Position identification records

──────────

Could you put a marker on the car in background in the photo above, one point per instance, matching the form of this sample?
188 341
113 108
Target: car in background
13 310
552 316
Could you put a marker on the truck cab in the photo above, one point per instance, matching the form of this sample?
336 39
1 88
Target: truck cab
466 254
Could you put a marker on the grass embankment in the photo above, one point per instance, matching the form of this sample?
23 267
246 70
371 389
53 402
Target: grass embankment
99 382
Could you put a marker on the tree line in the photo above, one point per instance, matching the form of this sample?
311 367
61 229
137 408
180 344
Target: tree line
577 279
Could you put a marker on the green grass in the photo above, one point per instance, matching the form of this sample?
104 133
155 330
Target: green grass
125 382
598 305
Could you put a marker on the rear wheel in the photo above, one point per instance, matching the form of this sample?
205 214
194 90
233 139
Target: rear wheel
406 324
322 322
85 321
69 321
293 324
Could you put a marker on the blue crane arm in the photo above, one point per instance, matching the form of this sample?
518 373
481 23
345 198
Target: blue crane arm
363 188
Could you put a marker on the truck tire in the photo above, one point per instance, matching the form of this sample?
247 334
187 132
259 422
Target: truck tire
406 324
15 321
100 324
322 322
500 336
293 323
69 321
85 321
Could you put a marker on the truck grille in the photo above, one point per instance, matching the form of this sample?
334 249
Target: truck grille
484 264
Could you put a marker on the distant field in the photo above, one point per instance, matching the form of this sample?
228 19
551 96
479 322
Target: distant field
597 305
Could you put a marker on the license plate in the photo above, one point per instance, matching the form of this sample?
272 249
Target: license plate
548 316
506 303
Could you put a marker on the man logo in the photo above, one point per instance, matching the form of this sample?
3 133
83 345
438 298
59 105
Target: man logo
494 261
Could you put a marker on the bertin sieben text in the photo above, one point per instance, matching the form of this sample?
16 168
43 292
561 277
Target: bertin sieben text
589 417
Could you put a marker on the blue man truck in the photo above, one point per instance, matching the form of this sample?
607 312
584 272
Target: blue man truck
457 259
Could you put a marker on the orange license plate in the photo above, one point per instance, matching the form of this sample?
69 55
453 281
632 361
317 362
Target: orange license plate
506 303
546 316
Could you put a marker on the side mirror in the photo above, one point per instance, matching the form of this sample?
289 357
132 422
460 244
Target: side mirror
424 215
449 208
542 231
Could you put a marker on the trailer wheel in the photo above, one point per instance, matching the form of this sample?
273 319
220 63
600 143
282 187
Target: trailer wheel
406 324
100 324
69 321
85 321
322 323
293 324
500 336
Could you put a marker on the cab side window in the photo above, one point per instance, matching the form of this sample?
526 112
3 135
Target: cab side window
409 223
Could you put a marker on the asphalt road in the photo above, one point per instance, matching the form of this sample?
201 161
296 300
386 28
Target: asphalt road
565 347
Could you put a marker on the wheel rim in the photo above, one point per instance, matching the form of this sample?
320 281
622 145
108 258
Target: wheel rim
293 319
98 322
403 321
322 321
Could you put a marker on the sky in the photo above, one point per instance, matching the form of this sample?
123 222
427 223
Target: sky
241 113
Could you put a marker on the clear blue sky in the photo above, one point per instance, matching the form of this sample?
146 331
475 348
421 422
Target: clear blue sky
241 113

──────────

PROBLEM TO WORK ON -
Repeat word for word the lines running from the line containing "Could you put a marker on the man" to the end of the entries above, inclusive.

PROBLEM SOLUTION -
Could you put a marker on the man logo in the photo above, one point per instance, matching the form of this sample?
3 133
83 345
438 298
59 105
Target: man logo
494 261
Could you put a marker on the bertin sieben text in the photo above, one point per instance, matching the form of this sample?
16 168
43 292
561 277
Target: bertin sieben text
589 417
Could you put a marker on the blue man truck in the photo above, one point per instance, matching the form of this sample?
607 312
584 272
Target: blue man truck
457 259
Could you put a marker on the orange license plate in the photo above, one point per instance, matching the form of this sample?
69 55
453 281
632 361
317 362
Target: orange license plate
506 303
546 316
Could you put a marker on the side mirror in the photo above, one point per instance, matching the form of this sample?
289 357
132 422
460 244
Target: side mirror
424 215
449 208
542 231
Could you put a marker on the trailer wheel in the photo above, one point per instance, matching the form of this sample?
273 319
220 63
600 143
282 187
Target: trailer wheel
406 324
100 324
69 321
85 321
322 323
293 324
500 336
Could you put a marker on the cab side window in the photo above, one point per instance, matching the form of this sample?
526 112
3 135
Target: cab side window
409 223
Could you put a marker on the asphalt road in the photo above, one point per instance, matching the form of this sample?
201 161
296 300
386 28
Target: asphalt road
565 347
Could you put a marker on the wheel rim in the photo above, one point per instance, matching the form of this sample?
320 281
622 145
108 258
Target: wheel rim
293 319
98 322
403 321
322 321
Could you put a marker on the sky in the photo above, one point per instance, matching the form of this sample?
123 222
427 223
Target: sky
241 113
Could you put a marker on the clear blue sky in the photo above, one point per instance, matching the form of this sample?
146 331
475 348
421 422
Target: clear blue sky
241 113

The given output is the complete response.